**** INPUT

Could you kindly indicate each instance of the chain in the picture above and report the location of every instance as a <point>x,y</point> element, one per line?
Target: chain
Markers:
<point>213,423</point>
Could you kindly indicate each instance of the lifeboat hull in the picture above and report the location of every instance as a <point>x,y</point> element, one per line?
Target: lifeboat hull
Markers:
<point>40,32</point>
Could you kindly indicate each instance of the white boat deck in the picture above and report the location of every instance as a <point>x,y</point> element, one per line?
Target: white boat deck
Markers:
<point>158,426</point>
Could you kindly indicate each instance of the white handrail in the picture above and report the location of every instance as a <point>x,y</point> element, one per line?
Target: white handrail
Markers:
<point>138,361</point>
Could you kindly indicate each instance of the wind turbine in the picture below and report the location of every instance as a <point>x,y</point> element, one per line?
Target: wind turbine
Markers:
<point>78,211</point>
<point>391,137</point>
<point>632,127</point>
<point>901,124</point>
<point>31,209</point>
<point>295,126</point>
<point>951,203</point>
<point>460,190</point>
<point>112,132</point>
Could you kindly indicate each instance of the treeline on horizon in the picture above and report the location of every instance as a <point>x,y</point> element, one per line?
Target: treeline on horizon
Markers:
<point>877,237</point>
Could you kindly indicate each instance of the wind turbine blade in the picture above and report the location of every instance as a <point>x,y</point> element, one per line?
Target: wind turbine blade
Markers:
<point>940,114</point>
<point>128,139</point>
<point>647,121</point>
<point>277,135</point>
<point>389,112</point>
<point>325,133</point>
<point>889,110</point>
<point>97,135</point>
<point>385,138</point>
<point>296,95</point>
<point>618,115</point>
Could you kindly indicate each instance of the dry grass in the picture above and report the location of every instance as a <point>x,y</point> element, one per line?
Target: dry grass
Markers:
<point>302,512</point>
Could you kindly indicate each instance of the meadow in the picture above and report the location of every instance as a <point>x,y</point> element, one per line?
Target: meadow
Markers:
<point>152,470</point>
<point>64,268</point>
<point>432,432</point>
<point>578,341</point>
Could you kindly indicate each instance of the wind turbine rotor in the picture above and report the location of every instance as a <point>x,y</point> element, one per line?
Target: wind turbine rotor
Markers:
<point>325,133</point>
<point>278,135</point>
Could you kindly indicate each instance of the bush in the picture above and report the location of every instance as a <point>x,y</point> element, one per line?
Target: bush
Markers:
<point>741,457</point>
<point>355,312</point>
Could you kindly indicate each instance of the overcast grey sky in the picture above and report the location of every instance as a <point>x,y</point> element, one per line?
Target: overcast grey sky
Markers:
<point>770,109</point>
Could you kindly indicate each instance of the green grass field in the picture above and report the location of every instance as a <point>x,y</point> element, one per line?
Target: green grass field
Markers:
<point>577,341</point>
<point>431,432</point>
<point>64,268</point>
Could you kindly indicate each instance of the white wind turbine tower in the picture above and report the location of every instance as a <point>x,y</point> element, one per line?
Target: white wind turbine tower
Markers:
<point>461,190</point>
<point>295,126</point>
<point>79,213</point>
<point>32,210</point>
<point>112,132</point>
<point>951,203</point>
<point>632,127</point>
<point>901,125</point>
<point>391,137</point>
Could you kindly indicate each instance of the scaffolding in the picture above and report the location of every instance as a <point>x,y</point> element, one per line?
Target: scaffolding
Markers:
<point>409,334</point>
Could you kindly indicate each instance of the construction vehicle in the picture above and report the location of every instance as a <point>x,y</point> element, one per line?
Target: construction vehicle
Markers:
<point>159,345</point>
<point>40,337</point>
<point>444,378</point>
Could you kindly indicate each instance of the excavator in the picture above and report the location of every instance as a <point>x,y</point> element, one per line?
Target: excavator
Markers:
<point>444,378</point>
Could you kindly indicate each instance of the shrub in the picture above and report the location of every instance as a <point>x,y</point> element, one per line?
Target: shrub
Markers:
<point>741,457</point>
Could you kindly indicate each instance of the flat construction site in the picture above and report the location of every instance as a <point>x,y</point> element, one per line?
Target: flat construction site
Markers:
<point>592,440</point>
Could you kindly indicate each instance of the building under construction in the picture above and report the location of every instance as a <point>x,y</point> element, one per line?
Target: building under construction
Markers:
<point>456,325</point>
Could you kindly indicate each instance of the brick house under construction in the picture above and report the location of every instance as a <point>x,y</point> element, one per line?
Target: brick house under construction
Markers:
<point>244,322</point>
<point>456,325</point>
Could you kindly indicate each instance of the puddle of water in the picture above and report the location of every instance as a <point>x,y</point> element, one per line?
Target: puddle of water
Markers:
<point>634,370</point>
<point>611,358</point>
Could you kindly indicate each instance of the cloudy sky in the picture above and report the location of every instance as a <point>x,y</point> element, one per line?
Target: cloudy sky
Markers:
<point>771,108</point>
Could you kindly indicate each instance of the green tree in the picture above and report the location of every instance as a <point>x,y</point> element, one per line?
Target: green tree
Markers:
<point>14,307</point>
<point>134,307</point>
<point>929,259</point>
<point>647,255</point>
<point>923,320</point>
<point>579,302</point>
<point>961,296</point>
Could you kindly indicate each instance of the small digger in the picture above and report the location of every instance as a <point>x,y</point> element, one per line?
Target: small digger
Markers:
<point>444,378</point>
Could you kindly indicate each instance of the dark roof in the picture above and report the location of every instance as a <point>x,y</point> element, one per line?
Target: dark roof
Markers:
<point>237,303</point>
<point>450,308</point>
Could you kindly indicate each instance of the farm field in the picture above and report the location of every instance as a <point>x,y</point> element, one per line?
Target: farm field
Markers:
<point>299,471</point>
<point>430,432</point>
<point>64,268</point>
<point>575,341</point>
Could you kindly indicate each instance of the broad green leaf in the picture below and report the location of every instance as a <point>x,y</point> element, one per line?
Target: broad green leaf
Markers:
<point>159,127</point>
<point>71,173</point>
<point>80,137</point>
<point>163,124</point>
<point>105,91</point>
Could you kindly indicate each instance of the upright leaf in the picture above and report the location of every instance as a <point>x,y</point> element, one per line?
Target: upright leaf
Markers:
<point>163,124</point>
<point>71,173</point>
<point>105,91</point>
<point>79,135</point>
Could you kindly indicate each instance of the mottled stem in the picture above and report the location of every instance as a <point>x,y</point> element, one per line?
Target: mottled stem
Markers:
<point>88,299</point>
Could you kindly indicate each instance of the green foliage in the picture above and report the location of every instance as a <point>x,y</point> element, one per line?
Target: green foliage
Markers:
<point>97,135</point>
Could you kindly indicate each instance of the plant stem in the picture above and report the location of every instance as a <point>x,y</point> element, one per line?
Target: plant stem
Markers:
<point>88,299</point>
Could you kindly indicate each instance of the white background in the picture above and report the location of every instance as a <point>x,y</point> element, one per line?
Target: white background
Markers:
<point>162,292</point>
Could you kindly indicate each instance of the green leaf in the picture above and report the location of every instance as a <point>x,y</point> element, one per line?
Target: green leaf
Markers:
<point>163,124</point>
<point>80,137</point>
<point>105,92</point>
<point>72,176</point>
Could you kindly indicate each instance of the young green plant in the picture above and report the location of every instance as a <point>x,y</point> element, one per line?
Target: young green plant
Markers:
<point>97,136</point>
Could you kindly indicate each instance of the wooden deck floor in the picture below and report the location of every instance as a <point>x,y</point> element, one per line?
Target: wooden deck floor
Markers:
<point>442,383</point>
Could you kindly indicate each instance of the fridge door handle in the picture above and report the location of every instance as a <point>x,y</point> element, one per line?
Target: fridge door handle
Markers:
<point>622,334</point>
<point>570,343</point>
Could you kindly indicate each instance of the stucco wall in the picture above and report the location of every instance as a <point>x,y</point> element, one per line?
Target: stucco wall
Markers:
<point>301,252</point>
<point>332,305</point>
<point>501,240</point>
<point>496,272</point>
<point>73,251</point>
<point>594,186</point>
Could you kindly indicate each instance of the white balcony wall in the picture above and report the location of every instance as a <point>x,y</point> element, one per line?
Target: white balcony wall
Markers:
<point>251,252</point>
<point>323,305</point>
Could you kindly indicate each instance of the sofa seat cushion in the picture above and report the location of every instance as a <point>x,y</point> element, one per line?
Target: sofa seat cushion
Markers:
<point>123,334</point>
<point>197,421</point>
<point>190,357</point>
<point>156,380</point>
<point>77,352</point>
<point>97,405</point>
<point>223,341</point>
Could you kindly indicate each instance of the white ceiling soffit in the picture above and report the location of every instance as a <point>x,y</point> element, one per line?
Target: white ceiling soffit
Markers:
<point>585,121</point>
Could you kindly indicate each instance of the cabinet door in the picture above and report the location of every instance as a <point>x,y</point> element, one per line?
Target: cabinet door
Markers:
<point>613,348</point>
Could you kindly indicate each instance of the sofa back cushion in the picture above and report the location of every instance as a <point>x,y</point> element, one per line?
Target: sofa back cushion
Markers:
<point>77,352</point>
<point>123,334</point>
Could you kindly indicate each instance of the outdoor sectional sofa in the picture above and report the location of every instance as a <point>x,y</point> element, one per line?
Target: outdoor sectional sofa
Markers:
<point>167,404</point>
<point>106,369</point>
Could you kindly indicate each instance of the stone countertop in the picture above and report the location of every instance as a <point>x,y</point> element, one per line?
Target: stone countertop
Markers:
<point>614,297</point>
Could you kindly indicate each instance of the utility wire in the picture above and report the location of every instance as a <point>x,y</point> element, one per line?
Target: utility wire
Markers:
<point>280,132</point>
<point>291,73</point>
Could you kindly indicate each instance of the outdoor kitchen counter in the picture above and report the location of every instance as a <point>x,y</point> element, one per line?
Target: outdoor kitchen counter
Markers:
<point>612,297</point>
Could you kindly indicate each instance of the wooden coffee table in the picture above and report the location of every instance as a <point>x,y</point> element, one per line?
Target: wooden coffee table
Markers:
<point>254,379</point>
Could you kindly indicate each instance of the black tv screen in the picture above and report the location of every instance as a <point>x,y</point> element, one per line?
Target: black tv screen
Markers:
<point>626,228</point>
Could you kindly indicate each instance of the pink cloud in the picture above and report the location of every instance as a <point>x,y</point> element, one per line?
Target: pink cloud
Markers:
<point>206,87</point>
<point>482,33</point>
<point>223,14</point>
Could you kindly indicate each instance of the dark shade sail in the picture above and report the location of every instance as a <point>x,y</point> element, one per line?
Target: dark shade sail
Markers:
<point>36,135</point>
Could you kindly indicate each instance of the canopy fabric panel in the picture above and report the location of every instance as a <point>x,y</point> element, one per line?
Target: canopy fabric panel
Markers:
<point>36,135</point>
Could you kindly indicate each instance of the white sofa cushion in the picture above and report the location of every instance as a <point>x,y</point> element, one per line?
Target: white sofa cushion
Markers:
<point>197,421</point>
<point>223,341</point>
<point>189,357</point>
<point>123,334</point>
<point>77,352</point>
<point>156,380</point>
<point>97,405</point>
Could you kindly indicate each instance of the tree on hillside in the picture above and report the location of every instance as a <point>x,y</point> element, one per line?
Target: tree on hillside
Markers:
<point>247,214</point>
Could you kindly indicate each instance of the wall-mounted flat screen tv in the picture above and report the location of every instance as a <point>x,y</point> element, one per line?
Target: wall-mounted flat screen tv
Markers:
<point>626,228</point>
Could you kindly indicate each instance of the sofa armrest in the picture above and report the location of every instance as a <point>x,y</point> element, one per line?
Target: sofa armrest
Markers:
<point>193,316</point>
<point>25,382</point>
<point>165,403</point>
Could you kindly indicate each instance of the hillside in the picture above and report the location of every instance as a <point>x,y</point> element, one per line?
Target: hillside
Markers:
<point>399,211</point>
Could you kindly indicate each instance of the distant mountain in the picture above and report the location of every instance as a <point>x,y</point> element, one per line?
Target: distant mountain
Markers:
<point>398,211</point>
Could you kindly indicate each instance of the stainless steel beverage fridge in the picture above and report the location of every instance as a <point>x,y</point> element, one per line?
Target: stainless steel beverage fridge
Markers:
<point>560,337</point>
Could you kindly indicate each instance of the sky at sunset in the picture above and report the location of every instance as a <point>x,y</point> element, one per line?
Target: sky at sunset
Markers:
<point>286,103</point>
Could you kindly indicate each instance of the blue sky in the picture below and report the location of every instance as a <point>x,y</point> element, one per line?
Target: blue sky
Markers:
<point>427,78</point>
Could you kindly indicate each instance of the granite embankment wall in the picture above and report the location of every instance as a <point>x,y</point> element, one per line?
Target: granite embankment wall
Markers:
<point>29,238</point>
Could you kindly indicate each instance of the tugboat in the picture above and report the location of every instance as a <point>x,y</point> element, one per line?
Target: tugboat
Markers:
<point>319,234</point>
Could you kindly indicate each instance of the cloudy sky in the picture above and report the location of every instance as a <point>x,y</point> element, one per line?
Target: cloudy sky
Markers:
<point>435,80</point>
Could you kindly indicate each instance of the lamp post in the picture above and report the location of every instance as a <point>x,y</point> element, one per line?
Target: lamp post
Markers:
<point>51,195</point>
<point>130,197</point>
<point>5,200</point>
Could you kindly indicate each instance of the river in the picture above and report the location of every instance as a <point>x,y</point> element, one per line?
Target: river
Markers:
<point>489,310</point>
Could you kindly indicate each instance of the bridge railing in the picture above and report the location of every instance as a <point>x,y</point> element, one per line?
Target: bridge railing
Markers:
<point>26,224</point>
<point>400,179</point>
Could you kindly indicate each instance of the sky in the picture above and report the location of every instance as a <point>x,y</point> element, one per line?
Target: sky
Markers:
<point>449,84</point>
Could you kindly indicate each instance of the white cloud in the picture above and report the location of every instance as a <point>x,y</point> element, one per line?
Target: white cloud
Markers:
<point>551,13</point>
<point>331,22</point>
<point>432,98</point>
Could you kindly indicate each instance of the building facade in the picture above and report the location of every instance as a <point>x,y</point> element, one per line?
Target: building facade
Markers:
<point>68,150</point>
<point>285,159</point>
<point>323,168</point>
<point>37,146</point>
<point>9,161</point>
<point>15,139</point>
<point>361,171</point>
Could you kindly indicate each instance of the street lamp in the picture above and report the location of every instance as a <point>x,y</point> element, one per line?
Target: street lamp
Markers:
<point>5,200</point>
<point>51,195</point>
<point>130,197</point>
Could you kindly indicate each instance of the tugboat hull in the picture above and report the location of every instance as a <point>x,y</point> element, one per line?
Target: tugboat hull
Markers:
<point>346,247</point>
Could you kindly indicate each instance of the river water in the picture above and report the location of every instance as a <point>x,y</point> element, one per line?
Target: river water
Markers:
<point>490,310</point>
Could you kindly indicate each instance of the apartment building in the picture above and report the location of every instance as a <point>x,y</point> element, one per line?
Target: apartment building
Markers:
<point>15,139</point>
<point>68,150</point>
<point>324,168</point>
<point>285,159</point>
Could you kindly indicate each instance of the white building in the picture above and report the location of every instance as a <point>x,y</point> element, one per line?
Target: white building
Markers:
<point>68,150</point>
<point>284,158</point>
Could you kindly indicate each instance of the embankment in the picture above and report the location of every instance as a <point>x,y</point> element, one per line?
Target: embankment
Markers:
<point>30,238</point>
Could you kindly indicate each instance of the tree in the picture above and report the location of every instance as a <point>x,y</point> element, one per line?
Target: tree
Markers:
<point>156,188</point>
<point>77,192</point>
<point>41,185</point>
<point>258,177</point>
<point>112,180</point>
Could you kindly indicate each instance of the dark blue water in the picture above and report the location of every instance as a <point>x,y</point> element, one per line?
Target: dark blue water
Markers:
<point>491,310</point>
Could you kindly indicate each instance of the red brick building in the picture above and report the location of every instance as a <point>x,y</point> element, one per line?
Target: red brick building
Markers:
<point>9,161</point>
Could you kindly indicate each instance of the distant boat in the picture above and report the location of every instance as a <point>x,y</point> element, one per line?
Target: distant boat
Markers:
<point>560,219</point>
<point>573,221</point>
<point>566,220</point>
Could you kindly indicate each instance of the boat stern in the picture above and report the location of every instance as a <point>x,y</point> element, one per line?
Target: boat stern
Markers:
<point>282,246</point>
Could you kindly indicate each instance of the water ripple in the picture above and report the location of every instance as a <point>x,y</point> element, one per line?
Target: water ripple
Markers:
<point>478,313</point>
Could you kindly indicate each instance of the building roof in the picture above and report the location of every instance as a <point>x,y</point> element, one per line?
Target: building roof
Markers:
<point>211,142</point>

********

— PROBLEM STATEMENT —
Give everything in the listing from the line containing "Could you kindly indicate each instance of the river in" down to the line containing "<point>432,98</point>", both ends included, as a numbered list with blank lines left out.

— WRITTEN ANSWER —
1. Could you kindly indicate each instance of the river in the picture above and report the location of every instance as a <point>x,y</point> element, one per line?
2. Target: river
3. Markers:
4. <point>489,310</point>
5. Could you kindly indicate each instance of the bridge railing in the picture above and report the location of every instance as a <point>x,y</point> element, one per line?
6. Target: bridge railing
7. Markers:
8. <point>26,224</point>
9. <point>400,179</point>
10. Could you kindly indicate each instance of the sky in the picture above and report the location of every instance as a <point>x,y</point> element, one per line?
11. Target: sky
12. Markers:
13. <point>449,84</point>
14. Could you kindly indicate each instance of the white cloud in the picture above and report the location of every instance as a <point>x,y</point> element, one per line?
15. Target: white cloud
16. Markers:
17. <point>551,13</point>
18. <point>331,22</point>
19. <point>432,98</point>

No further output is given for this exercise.